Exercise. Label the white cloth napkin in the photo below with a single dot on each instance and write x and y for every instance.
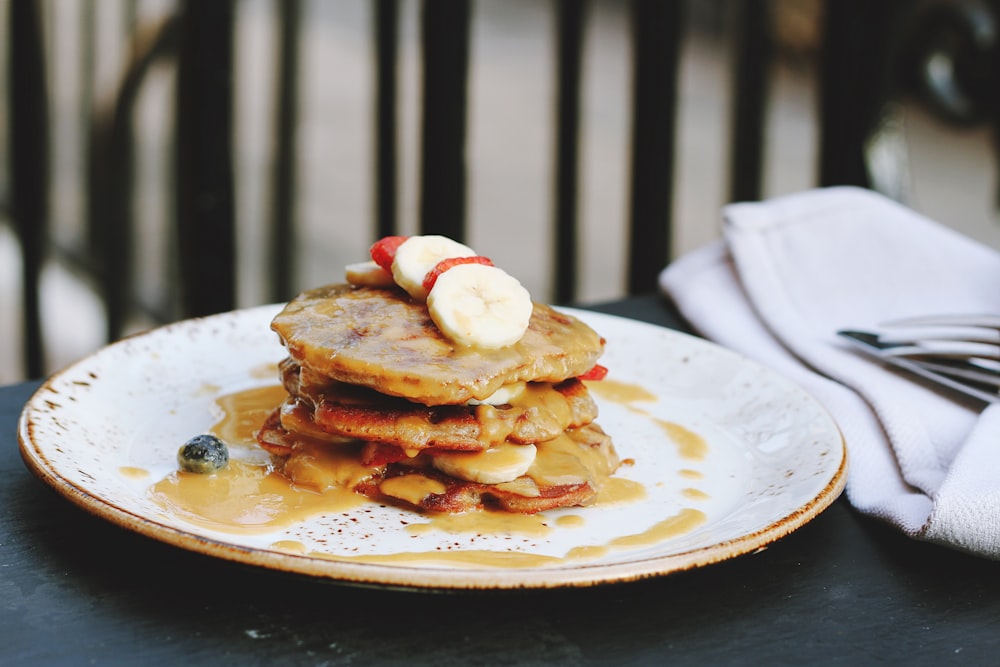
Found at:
(789, 273)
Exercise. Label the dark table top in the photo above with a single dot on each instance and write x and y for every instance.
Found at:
(842, 589)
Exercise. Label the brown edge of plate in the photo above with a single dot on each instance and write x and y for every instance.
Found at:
(417, 578)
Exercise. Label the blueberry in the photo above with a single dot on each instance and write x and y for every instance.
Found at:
(203, 454)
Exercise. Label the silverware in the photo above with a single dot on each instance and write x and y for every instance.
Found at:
(961, 353)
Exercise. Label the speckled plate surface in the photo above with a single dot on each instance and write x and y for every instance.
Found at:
(768, 459)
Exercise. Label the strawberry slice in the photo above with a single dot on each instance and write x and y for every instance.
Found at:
(446, 264)
(596, 373)
(384, 250)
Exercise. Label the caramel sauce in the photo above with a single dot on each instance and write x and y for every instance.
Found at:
(411, 488)
(244, 412)
(680, 524)
(245, 499)
(621, 392)
(694, 494)
(690, 445)
(133, 473)
(251, 498)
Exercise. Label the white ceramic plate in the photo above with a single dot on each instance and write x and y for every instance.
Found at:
(772, 459)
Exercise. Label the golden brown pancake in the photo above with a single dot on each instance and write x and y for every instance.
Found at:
(568, 470)
(540, 412)
(383, 340)
(376, 392)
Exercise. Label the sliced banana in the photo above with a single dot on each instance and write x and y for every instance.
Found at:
(503, 463)
(368, 274)
(418, 255)
(480, 306)
(501, 396)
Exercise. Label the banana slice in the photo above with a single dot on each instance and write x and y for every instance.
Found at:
(503, 463)
(368, 274)
(480, 306)
(501, 396)
(418, 255)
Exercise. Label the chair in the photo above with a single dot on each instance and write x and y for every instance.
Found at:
(197, 43)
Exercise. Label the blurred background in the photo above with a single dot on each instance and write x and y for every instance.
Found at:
(939, 159)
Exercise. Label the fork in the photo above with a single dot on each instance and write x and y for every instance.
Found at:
(961, 352)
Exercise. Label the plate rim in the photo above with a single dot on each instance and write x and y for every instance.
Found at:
(413, 577)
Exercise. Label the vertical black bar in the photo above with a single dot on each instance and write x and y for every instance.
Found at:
(283, 203)
(204, 169)
(750, 93)
(445, 37)
(29, 165)
(570, 21)
(856, 72)
(656, 35)
(386, 53)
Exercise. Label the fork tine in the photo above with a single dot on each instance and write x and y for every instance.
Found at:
(979, 321)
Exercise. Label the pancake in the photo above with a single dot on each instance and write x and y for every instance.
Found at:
(381, 402)
(540, 411)
(383, 340)
(568, 470)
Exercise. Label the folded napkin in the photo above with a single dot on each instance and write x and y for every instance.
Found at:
(789, 273)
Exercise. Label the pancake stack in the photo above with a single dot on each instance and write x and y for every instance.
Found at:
(381, 401)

■ ■ ■ ■

## Given problem
Using the material above, set down every line exactly, but skip the pictures.

## The output
Exercise. Label the white cloth napkin in the photo below with a single dot on each instance and write x and y for every instance.
Found at:
(789, 273)
Exercise. Label the dark table top in the photo above with a single dot on each instance and write x and y for every instance.
Found at:
(842, 589)
Exercise. Label the brown edge of plate in the photo above with a single dot on each instance and write x and y for every instance.
Found at:
(417, 578)
Exercise. Label the blueberry in the photo above with a single dot on each instance and write x and y for every instance.
Found at:
(203, 454)
Exercise. Label the silverware in the photo above with a single dot on each instance and write x and y for every instance.
Found at:
(961, 353)
Exercise. Label the speckled plate surface in the photo above with a single dot on each instance and write x and y for every instance.
Found at:
(768, 459)
Exercise. Label the strawberry slice in the photo above with a single dot on each instance and write x and y for every instance.
Found at:
(446, 264)
(596, 373)
(384, 250)
Exercise. Label the caramel sauce in the photo above with a single dot on each instance and write x and y for every instance.
Found at:
(411, 488)
(244, 412)
(680, 524)
(245, 499)
(621, 392)
(694, 494)
(690, 445)
(133, 473)
(251, 498)
Exercise. Label the white ceramic plate in the photo above with a single dot on each instance and write x and y for every instance.
Found at:
(772, 459)
Exercise. Label the golden brown pancake in the photo above with a single dot on each instance and write x and y for every instance.
Found at:
(568, 470)
(540, 412)
(383, 340)
(376, 392)
Exercise. Label the sliced banana in the photo above with a single dot on each instance and write x and y for every instance.
Found at:
(503, 463)
(368, 274)
(418, 255)
(480, 306)
(501, 396)
Exercise. Label the banana slice in the photo above with a single dot on each instance and write x and y for every instance.
Found at:
(503, 463)
(368, 274)
(480, 306)
(501, 396)
(418, 255)
Exercise. Label the chair in the photo above with a single dot on each instance and write x and y for every instance.
Found at:
(197, 43)
Exercise. Label the blurred background in the photo above with a single dot on each instance and write x and y for every instance.
Found at:
(939, 159)
Exercise. Label the fork in the photo above with a single dot on each instance and write x and y for every instance.
Found at:
(961, 352)
Exercise. Label the plate rim in the photo above with a single dot on each instance and write x and y for every instance.
Found at:
(413, 577)
Exercise. Label the vertical black bar in the photo above with a single dot on each instance and write x and y for every instance.
Found at:
(283, 203)
(204, 169)
(750, 93)
(445, 37)
(29, 165)
(570, 21)
(856, 72)
(656, 35)
(386, 53)
Exercise. Label the fork tine in the photo above with a single dot on each instance and write x and y for every instance.
Found at:
(979, 321)
Exercise. Label the pancake in the photo above with a single dot on each instance and write x and y for every instance.
Found at:
(381, 402)
(540, 411)
(383, 340)
(568, 470)
Exercise. Label the folded napkin in the photo above with a single dot on each instance and write x and y for every instance.
Found at:
(789, 273)
Exercise. Label the pancake stack in the photo above with a single dot on each instance and write x and y for every instance.
Found at:
(381, 401)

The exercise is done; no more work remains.